> **WHAT TO DO**
Copy the following lines word for word, leaving out the pictures.

<<<<

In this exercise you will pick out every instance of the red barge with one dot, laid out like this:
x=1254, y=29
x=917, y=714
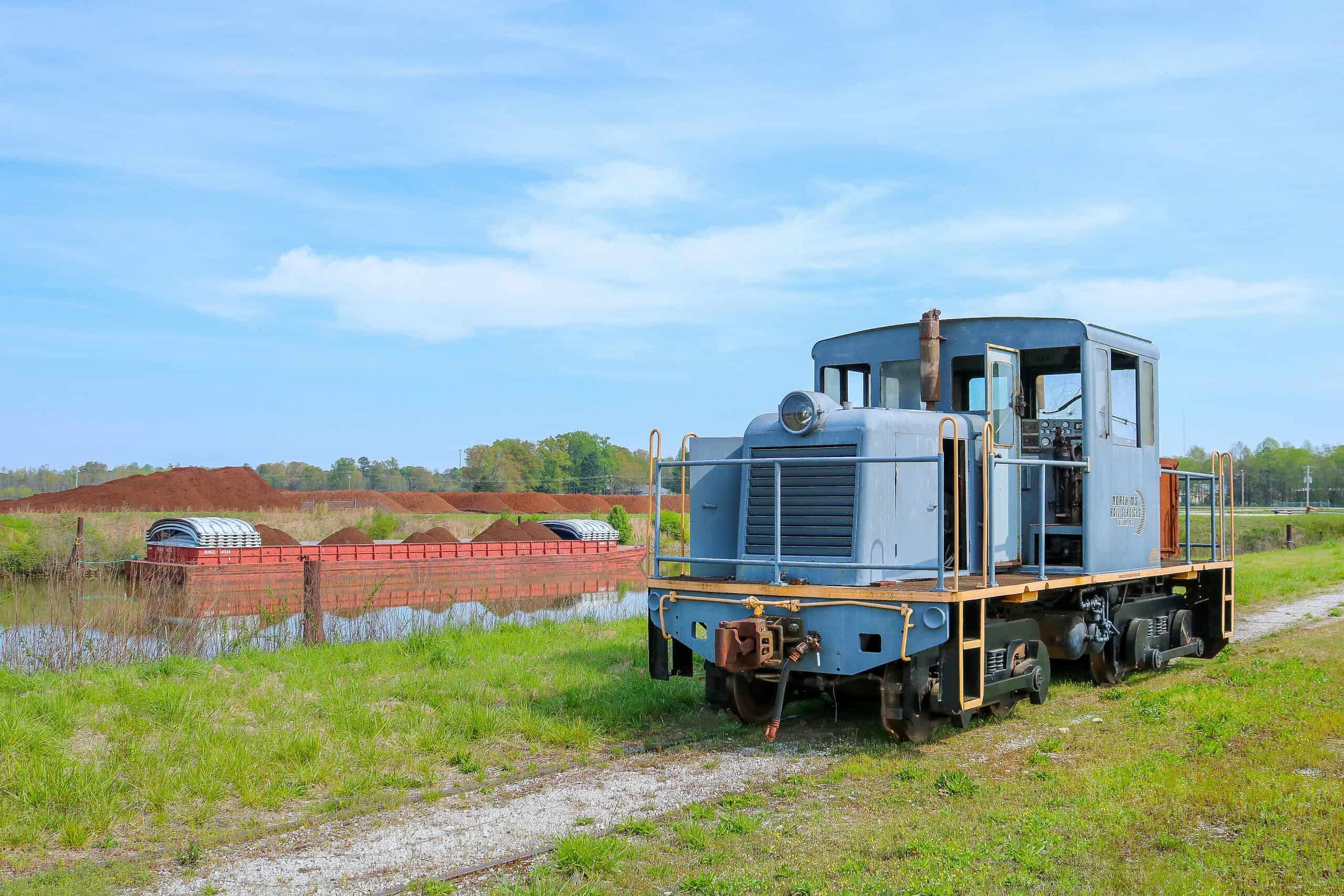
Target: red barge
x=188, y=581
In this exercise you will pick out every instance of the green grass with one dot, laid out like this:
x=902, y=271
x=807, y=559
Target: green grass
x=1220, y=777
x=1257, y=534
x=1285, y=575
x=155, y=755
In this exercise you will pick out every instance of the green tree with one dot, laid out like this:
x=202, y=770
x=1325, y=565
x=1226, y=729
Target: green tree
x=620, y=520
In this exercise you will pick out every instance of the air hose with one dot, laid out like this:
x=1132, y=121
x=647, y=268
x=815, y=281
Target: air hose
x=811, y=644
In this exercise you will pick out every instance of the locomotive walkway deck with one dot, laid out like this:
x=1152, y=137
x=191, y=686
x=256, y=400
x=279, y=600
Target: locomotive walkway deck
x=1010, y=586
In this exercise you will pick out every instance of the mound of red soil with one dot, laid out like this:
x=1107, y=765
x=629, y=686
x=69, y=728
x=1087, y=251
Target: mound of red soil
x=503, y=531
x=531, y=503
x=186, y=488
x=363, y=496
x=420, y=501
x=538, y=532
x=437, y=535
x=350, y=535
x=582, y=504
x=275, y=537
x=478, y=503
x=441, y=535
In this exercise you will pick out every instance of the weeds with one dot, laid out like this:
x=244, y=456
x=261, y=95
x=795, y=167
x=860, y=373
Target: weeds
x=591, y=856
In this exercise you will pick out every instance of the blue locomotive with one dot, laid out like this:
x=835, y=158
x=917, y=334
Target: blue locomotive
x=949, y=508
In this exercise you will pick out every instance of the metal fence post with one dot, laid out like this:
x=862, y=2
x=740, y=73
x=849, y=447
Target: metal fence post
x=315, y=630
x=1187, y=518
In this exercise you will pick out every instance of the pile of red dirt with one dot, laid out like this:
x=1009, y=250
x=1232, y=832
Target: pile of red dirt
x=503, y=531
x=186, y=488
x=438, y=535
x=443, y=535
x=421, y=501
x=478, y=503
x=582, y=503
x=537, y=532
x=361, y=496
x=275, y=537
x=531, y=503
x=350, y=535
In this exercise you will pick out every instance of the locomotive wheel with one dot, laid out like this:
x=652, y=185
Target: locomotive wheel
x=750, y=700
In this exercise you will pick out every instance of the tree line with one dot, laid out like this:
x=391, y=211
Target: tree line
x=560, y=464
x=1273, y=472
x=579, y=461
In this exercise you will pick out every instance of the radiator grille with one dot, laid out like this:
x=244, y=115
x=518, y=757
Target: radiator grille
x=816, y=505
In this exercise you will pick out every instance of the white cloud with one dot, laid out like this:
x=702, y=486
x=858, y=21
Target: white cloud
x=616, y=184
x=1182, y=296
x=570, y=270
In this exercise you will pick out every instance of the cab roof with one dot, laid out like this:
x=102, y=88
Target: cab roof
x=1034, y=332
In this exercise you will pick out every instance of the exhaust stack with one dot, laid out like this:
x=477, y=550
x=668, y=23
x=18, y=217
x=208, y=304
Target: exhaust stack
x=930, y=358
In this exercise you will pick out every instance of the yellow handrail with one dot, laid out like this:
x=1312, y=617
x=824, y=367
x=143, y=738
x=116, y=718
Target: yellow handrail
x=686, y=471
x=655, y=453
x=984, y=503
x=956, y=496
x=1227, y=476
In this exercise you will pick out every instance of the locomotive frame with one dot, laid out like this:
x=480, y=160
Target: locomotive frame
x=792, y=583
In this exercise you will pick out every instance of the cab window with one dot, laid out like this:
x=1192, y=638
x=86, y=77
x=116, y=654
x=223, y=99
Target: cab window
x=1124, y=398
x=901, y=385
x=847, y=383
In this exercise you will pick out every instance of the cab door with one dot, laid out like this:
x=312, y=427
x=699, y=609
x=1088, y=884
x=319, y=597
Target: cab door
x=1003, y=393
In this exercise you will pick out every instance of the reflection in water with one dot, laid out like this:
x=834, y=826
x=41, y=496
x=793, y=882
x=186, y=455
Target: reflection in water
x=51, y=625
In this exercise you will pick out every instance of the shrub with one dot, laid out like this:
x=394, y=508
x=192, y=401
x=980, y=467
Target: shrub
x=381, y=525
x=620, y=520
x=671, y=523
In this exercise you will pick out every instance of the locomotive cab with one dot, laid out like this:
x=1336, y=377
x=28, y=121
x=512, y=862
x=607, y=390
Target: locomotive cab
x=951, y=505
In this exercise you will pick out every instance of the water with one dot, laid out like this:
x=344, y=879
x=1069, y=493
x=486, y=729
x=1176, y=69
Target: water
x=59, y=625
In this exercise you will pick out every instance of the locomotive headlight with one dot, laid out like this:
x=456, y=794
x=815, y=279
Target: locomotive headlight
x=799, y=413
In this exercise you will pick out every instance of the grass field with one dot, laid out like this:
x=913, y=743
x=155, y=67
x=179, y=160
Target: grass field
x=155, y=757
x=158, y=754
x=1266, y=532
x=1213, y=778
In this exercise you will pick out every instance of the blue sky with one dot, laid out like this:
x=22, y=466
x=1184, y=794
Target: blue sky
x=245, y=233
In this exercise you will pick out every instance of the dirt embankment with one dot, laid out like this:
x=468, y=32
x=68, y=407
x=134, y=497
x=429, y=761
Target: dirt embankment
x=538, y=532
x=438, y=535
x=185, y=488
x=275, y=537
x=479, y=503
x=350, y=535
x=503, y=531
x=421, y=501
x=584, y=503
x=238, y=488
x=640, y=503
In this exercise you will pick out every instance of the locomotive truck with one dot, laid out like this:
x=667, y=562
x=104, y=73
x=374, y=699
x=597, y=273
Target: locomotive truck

>>>>

> **REPLY TO THE EXERCISE**
In this exercise you will pick out every instance of the red barge with one dot, laid out like this:
x=1254, y=29
x=917, y=714
Target: red barge
x=188, y=581
In this exercise you will pick out every instance of the green grass with one dot, laid out like this:
x=902, y=271
x=807, y=559
Target: green grass
x=1220, y=777
x=1257, y=534
x=1285, y=575
x=155, y=755
In this exercise you will pick out every instance of the green tree with one dot, laid out like this:
x=202, y=770
x=1325, y=565
x=1226, y=729
Target: green tree
x=620, y=520
In this exercise you will pick out every instance of the air hose with one dot, laid out like this:
x=1132, y=121
x=647, y=268
x=815, y=281
Target: air hose
x=811, y=644
In this exercise you will pick out every instance of the locomotive walkway deck with one dot, laid out like this:
x=1152, y=137
x=191, y=686
x=256, y=400
x=279, y=600
Target: locomotive walkway deck
x=1010, y=586
In this exercise you will pick out every instance of the mound of red soil with one dot, laid out like this:
x=1107, y=765
x=629, y=686
x=69, y=728
x=1087, y=251
Target: mound of red soil
x=503, y=531
x=531, y=503
x=186, y=488
x=363, y=496
x=420, y=501
x=538, y=532
x=437, y=535
x=350, y=535
x=582, y=504
x=275, y=537
x=478, y=503
x=441, y=535
In this exercise you will pick out every instance of the weeds with one dot, laid out like this:
x=244, y=456
x=261, y=95
x=795, y=167
x=860, y=373
Target: weeds
x=591, y=856
In this exercise you will pick out every instance of the blue locomotive with one dot, laid out like this:
x=835, y=158
x=917, y=334
Target: blue locomotive
x=949, y=508
In this exercise you will pick out every instance of the metal fence post with one dot, laid out like this:
x=862, y=2
x=740, y=73
x=849, y=447
Target: metal fence post
x=315, y=630
x=1187, y=518
In this exercise you will pick out every instance of the pile of red dirt with one dot, laid out like this:
x=1009, y=250
x=1232, y=832
Target: pile of red dirt
x=503, y=531
x=186, y=488
x=438, y=535
x=443, y=535
x=421, y=501
x=478, y=503
x=582, y=503
x=537, y=532
x=361, y=496
x=275, y=537
x=531, y=503
x=350, y=535
In this exercise you will pick out every instance of the locomotive wheel with one dot, laid out like this:
x=652, y=185
Target: locomotive wheel
x=750, y=700
In this exercise you will pick out every instance of the tree line with one dot, laid out like this:
x=391, y=211
Target: tree line
x=560, y=464
x=1273, y=472
x=579, y=461
In this exercise you will pick out every instance of the radiator grille with one dot, laid out like this:
x=244, y=115
x=518, y=757
Target: radiator grille
x=816, y=505
In this exercise you will pick out every instance of the white cloud with one dot, laid out like this:
x=702, y=486
x=858, y=21
Target: white cloud
x=616, y=184
x=1182, y=296
x=570, y=270
In this exercise you will pick out every instance of the cab roof with one dot, laid out like this:
x=102, y=88
Target: cab roof
x=1034, y=332
In this exercise you will pick out every instance of the exhaust stack with one dot, laid out like this:
x=477, y=550
x=668, y=23
x=18, y=217
x=208, y=304
Target: exhaust stack
x=930, y=358
In this exercise you will pick out every instance of the yellow handrail with one dot, laid out like this:
x=1312, y=617
x=824, y=367
x=143, y=738
x=116, y=718
Target: yellow handrail
x=686, y=471
x=655, y=453
x=984, y=503
x=956, y=496
x=1227, y=476
In this exercise you will pick out every instance of the locomotive frame with one dot, laid out like this:
x=480, y=160
Target: locomotive frame
x=792, y=583
In this exercise you will pick out every instance of the cab window with one dot, laid out like this:
x=1192, y=638
x=86, y=77
x=116, y=654
x=223, y=99
Target: cab window
x=1124, y=398
x=901, y=385
x=847, y=383
In this exercise you will pick out every instance of the cab door with one dot, laid out like this:
x=312, y=427
x=699, y=609
x=1088, y=884
x=319, y=597
Target: cab door
x=1003, y=393
In this exercise you will pick out every instance of the reflection in water with one dot, laid out like this:
x=834, y=826
x=41, y=496
x=793, y=882
x=186, y=455
Target: reflection in water
x=51, y=625
In this exercise you will pick out every instance of the shrub with one dot, laid out like this:
x=394, y=508
x=192, y=401
x=980, y=467
Target: shrub
x=381, y=525
x=620, y=520
x=671, y=523
In this exercise you will pick out every instance of the locomotive cab with one dot, laid out like this:
x=1336, y=377
x=28, y=121
x=512, y=862
x=607, y=390
Target: locomotive cab
x=951, y=505
In this exercise you will pick out every instance of the water with one dot, laid out like this:
x=344, y=879
x=1069, y=493
x=486, y=729
x=1176, y=69
Target: water
x=59, y=625
In this exercise you will pick out every instance of the locomotive headlight with one dot, laid out like this:
x=456, y=794
x=815, y=279
Target: locomotive headlight
x=799, y=413
In this exercise you will pick out every instance of the grass field with one dot, laid out like this:
x=913, y=743
x=155, y=67
x=179, y=160
Target: grass field
x=155, y=757
x=158, y=754
x=1266, y=532
x=1213, y=778
In this exercise you will pick out every instance of the blue sky with one dot, laid out like this:
x=22, y=466
x=1184, y=794
Target: blue sky
x=245, y=233
In this exercise you will pick out every instance of the dirt embankment with one dot, laid out like this:
x=468, y=32
x=68, y=407
x=134, y=497
x=429, y=761
Target: dirt embankment
x=538, y=532
x=438, y=535
x=185, y=488
x=275, y=537
x=479, y=503
x=350, y=535
x=503, y=531
x=421, y=501
x=584, y=503
x=238, y=488
x=640, y=503
In this exercise you will pick out every instance of the locomotive truck with one dot, laid out like this:
x=667, y=562
x=104, y=73
x=374, y=699
x=597, y=273
Target: locomotive truck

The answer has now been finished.